# GOAL OF THE EXERCISE
Print nothing but the lines below starting at the line that holds "of the green" and ending at the line that holds "of the thin", including both, each exactly as written.

# MATERIAL FOR THE TASK
::::::::
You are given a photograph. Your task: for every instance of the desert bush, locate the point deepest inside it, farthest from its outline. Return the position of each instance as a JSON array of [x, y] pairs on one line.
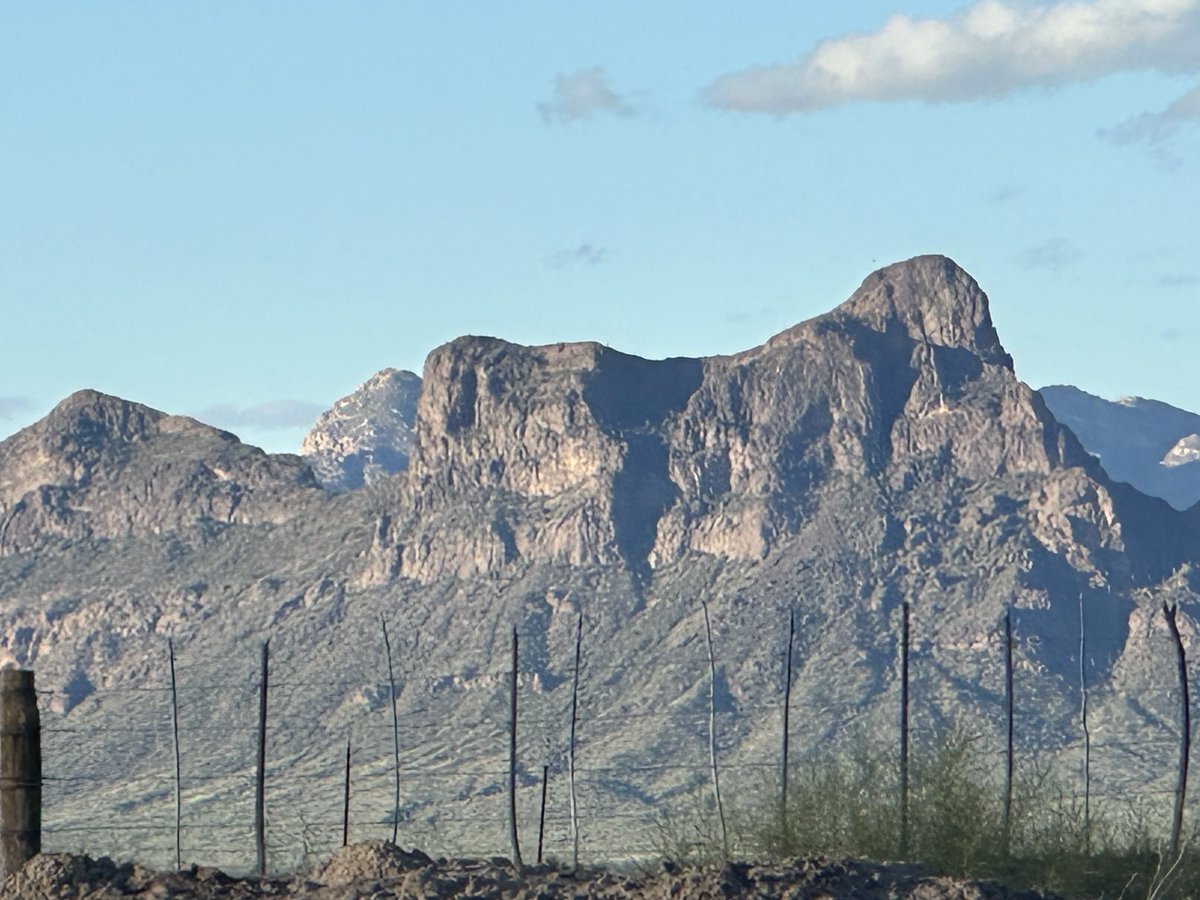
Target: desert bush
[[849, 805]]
::::::::
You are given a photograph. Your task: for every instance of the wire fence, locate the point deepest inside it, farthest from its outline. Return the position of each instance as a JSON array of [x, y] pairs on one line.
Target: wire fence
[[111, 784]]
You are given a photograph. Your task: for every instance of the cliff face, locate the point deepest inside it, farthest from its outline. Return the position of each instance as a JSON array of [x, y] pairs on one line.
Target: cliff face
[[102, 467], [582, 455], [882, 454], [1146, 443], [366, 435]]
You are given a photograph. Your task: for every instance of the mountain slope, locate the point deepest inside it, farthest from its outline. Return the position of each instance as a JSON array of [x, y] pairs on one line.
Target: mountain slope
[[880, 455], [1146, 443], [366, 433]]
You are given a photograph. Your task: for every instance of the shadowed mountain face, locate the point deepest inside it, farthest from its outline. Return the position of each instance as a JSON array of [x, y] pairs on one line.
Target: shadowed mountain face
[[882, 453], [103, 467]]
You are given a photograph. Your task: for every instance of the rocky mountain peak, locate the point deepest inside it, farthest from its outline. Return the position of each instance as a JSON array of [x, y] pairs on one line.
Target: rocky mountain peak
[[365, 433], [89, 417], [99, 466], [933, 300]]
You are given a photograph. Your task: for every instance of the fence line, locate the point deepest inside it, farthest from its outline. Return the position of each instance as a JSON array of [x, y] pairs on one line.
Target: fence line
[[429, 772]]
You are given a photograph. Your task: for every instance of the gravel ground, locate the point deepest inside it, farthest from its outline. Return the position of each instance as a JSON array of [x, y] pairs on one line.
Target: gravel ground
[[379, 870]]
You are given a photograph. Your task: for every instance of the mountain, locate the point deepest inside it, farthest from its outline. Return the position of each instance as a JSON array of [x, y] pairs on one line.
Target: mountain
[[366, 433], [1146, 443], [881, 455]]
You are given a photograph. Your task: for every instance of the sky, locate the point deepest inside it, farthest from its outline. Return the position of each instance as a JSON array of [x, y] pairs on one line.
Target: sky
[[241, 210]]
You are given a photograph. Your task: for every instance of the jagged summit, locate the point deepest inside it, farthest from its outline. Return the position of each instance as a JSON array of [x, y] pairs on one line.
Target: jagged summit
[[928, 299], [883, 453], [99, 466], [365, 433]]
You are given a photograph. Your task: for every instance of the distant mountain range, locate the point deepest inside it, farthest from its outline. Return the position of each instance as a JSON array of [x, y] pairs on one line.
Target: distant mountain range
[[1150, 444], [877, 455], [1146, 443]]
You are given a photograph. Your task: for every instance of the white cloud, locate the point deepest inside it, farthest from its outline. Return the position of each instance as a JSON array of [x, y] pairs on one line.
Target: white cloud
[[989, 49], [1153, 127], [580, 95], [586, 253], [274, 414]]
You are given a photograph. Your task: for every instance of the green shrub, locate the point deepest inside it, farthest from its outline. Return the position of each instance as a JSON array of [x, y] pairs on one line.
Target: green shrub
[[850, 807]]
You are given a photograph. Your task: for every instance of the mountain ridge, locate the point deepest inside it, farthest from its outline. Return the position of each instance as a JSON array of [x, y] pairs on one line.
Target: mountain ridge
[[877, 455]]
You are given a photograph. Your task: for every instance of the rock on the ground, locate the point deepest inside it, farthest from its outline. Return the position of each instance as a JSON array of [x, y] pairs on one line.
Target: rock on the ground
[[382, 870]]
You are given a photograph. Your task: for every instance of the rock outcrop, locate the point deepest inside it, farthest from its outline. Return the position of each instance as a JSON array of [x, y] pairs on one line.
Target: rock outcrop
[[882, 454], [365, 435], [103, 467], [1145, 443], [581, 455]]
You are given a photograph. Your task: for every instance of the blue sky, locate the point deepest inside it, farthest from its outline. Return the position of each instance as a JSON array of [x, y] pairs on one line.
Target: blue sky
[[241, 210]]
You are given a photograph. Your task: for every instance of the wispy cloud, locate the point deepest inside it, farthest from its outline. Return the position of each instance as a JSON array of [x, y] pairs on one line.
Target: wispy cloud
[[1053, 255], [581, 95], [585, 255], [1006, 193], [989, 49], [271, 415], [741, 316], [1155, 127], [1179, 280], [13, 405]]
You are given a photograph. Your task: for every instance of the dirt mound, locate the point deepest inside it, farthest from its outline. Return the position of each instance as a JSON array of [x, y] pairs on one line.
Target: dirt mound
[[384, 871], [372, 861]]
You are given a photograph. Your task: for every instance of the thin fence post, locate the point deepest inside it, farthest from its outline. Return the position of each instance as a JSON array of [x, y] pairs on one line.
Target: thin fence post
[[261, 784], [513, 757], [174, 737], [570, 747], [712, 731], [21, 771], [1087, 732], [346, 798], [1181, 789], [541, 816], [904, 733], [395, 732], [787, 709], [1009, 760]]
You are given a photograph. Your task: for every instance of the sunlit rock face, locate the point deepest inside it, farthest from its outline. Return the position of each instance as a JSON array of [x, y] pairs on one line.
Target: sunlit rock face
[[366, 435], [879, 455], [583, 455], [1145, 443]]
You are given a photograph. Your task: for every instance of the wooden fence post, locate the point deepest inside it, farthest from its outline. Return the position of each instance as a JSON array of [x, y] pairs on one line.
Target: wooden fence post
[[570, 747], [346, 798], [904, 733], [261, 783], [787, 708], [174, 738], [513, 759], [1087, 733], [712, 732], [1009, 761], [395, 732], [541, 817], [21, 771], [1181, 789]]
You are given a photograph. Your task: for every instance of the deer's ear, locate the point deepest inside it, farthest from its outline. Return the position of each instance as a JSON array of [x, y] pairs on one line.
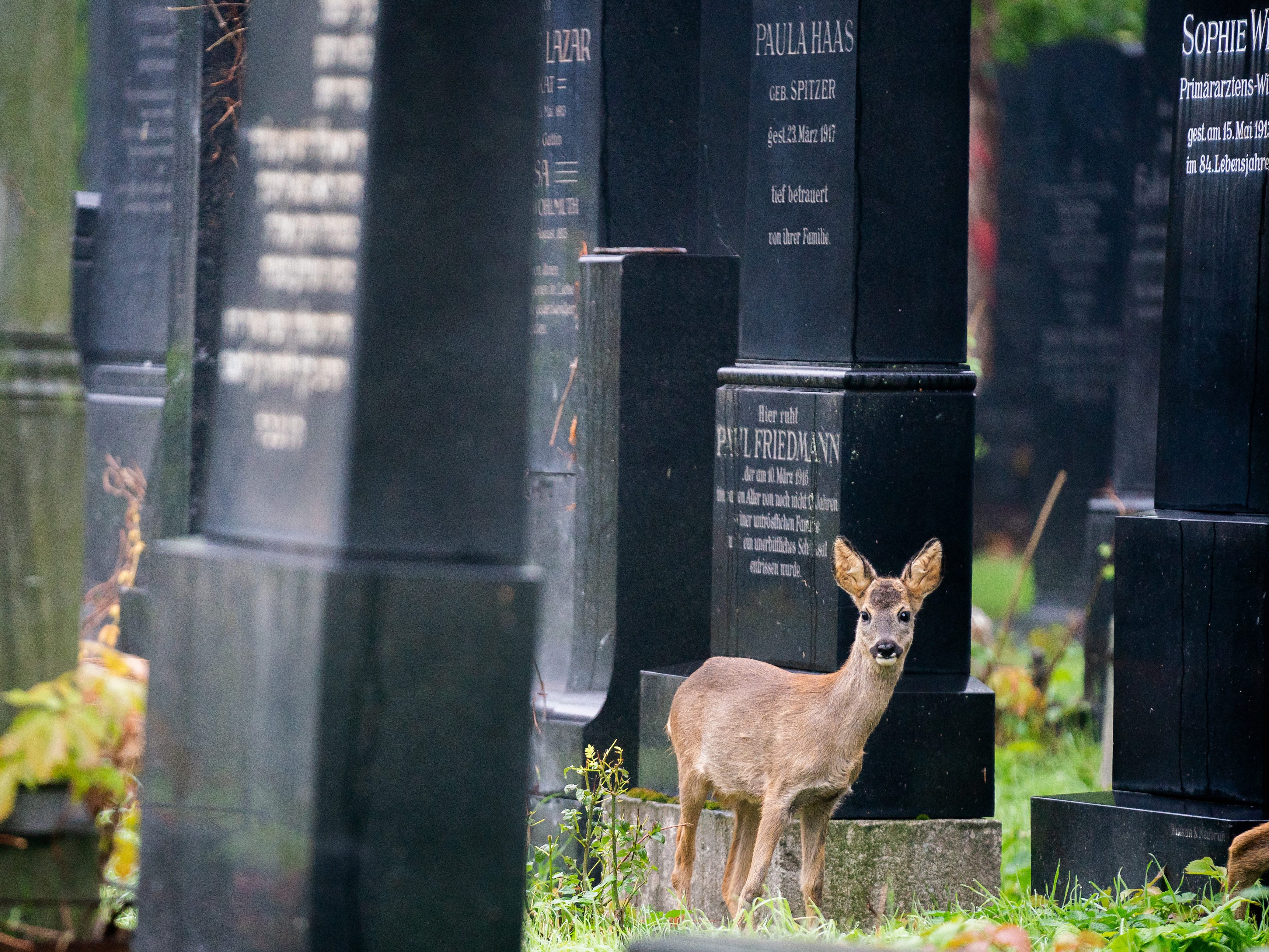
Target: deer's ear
::::::::
# YOUR SOLUTION
You are given a photograph. Your task: for every instance of the green shrub, locate the point deepest inside it, farthest from its outline. Return the position of each instance as a JSON array of [x, y] pairs on one line.
Target: green shrub
[[850, 807]]
You are given a photograph. Your task: for every instance of the mountain ridge, locate the point deepest inside it, farthest from its outline. Return the position of each instance as a JSON array of [x, y] pairs on one line.
Target: mountain ridge
[[877, 455]]
You are given a photograph. Your task: for every instance of the rock on the ground, locate the point deepest inside it, farthest from its outline. Return the position of each instance as a JSON array of [x, y] pairs on one line.
Target: rock on the ground
[[382, 870]]
You are given a photograph. Your task: for every instance of the rock outcrop, locate the point deepest inside it, farthest from its outline. Return the position of each instance as a JSON array of [x, y] pairs on one line.
Target: rock outcrop
[[882, 454], [365, 435], [103, 467], [1145, 443], [581, 455]]
You are given a photograph. Your task: for every instance of the blue sky, locate the point deepest inside it, farthest from its outline. Return the position of each instance as a JSON array of [x, y] pairs on one line.
Target: blue sky
[[241, 210]]
You are given a photograph. Your task: for every instance of the wispy cloud, locate the point deepest inside it, farthest from its outline. Return the position of each instance as a JSON array of [x, y] pairs on one line.
Target: wispy cloud
[[1053, 255], [581, 95], [585, 255], [1006, 193], [989, 49], [271, 415], [741, 316], [1155, 127], [1179, 280], [13, 405]]
You are given a photograph. Your task: for every instance of the dirt mound, locate the point deepest inside it, farthest from its outline. Return the position of each instance as a JSON array of [x, y] pairs on one line.
Target: dirt mound
[[384, 871], [372, 861]]
You are given a photograph. Your task: for every instance of the thin fence post, locate the point deepest inside it, farthest from its outline. Return the position of each instance as a JSON array of [x, y] pairs on one line.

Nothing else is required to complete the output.